**Task prompt**. Repeat the entire listing exactly as written.

**Listed records**.
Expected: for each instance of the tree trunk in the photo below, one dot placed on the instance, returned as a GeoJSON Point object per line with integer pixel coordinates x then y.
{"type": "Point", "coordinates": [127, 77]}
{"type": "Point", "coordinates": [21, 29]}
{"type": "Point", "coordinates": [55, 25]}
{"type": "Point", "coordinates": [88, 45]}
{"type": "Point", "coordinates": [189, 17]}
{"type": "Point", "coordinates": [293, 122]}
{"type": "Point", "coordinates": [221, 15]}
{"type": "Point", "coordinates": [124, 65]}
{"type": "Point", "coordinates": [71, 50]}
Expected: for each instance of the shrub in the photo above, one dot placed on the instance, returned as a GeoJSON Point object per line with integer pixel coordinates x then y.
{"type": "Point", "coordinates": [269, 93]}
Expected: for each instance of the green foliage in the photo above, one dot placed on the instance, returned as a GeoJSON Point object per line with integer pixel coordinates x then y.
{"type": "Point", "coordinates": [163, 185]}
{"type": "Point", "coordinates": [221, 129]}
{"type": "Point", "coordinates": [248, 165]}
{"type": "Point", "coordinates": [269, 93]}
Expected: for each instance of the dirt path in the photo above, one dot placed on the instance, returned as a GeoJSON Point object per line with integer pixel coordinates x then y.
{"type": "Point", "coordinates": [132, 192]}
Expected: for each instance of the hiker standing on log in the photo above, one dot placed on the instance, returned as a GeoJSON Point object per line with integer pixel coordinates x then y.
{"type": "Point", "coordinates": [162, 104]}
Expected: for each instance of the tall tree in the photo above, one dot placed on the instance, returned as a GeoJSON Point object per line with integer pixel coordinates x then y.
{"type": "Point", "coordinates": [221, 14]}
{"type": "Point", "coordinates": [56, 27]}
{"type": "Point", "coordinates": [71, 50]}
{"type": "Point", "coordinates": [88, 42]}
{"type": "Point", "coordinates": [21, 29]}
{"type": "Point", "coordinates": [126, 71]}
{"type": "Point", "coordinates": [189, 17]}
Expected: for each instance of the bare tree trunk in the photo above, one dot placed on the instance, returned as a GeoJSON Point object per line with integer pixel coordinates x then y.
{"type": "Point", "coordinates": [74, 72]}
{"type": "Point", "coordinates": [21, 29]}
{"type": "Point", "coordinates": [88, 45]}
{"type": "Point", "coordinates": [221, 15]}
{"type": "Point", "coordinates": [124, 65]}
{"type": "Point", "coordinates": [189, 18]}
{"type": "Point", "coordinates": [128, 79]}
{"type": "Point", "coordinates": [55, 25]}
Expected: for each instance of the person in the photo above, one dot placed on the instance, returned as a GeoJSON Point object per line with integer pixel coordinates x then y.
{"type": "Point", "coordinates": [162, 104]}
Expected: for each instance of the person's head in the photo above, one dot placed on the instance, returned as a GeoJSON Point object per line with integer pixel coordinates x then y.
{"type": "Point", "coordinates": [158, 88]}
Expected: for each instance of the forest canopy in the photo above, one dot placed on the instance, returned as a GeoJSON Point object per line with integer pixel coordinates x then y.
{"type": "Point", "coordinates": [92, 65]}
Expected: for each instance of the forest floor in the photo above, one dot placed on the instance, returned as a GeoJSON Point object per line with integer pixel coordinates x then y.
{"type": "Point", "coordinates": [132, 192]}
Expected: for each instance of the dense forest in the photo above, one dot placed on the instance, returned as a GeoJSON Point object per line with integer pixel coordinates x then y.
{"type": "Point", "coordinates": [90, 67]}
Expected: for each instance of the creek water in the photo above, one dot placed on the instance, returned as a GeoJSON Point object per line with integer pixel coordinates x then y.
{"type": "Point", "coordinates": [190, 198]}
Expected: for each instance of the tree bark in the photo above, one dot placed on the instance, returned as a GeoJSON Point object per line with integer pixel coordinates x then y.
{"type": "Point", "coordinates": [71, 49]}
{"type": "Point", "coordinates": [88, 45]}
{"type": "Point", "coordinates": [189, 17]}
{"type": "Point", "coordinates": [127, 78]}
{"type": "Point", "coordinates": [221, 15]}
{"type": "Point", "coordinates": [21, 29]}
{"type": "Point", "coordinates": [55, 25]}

**Result of this exercise**.
Expected: for each instance of the tree trunk in the photo below, one dot placed on the instance, returned as a GeoJSON Point object per line with integer pixel coordinates x then y.
{"type": "Point", "coordinates": [127, 77]}
{"type": "Point", "coordinates": [21, 29]}
{"type": "Point", "coordinates": [55, 25]}
{"type": "Point", "coordinates": [88, 45]}
{"type": "Point", "coordinates": [189, 17]}
{"type": "Point", "coordinates": [293, 122]}
{"type": "Point", "coordinates": [221, 15]}
{"type": "Point", "coordinates": [124, 65]}
{"type": "Point", "coordinates": [71, 50]}
Expected: for each instance of the shrub in the photo above, one dot placed on the instance, returned as a GeoJSON Point object per line with integer pixel coordinates x then y.
{"type": "Point", "coordinates": [269, 93]}
Expected: for each instance of the green foliage in the photo above, one dot placed on the instance, returned as a GeoJSON Point object per line with integer pixel coordinates x then y.
{"type": "Point", "coordinates": [163, 185]}
{"type": "Point", "coordinates": [221, 129]}
{"type": "Point", "coordinates": [248, 165]}
{"type": "Point", "coordinates": [269, 93]}
Expected: for each instance of the dirt path in the photo above, one dot placed on the instance, returned as a GeoJSON Point object per line with integer pixel coordinates x then y.
{"type": "Point", "coordinates": [132, 192]}
Expected: for each instance of the hiker standing on log in the photo above, one dot placed on the instance, returned as a GeoJSON Point object per line with integer pixel coordinates x then y.
{"type": "Point", "coordinates": [162, 104]}
Expected: for each instance of the tall tree in the photo above, one dot placed on the instance, returned as a GeoJSON Point object per line with integer pixel coordinates x then y.
{"type": "Point", "coordinates": [221, 14]}
{"type": "Point", "coordinates": [56, 27]}
{"type": "Point", "coordinates": [71, 50]}
{"type": "Point", "coordinates": [88, 42]}
{"type": "Point", "coordinates": [21, 29]}
{"type": "Point", "coordinates": [126, 71]}
{"type": "Point", "coordinates": [189, 17]}
Expected: for each instance of the bare tree trunk in the photo above, one dot placed on the instance, returned as a GeoJSON Point object per line with integer pixel coordinates x then y.
{"type": "Point", "coordinates": [74, 72]}
{"type": "Point", "coordinates": [21, 29]}
{"type": "Point", "coordinates": [88, 45]}
{"type": "Point", "coordinates": [221, 15]}
{"type": "Point", "coordinates": [124, 65]}
{"type": "Point", "coordinates": [189, 18]}
{"type": "Point", "coordinates": [128, 79]}
{"type": "Point", "coordinates": [55, 25]}
Expected: for each instance of the person in the photo above, one dot placed on the instance, returned as a GeoJSON Point object per line with integer pixel coordinates x then y.
{"type": "Point", "coordinates": [162, 104]}
Expected: for each instance of the person's head in the photo above, one dot placed on the instance, returned as a GeoJSON Point object per line with integer pixel coordinates x then y.
{"type": "Point", "coordinates": [158, 88]}
Expected: for each instance of the forest canopy in the photo above, one dot placed on the instance, returned as a GeoJSON Point object per line with integer pixel coordinates x then y.
{"type": "Point", "coordinates": [92, 65]}
Expected: for each instance of the forest floor in the photo above, one dot placed on the instance, returned as a GeoJSON Point object per line with integer pixel coordinates x then y.
{"type": "Point", "coordinates": [132, 192]}
Expected: for each instance of the dense forest in the photo above, one dot placed on the instance, returned as a GeoJSON Point object per line with integer pixel coordinates x then y.
{"type": "Point", "coordinates": [90, 67]}
Expected: for each instance of the creek water in the photo above, one dot placed on the instance, returned as a GeoJSON Point object per line with integer pixel coordinates x then y.
{"type": "Point", "coordinates": [190, 198]}
Expected: for each instance of the tree bark in the photo above, one dot placed on the instance, returned as a GeoJSON Point object per line with integer pixel coordinates x then y.
{"type": "Point", "coordinates": [71, 49]}
{"type": "Point", "coordinates": [88, 45]}
{"type": "Point", "coordinates": [189, 17]}
{"type": "Point", "coordinates": [127, 78]}
{"type": "Point", "coordinates": [221, 15]}
{"type": "Point", "coordinates": [21, 29]}
{"type": "Point", "coordinates": [55, 25]}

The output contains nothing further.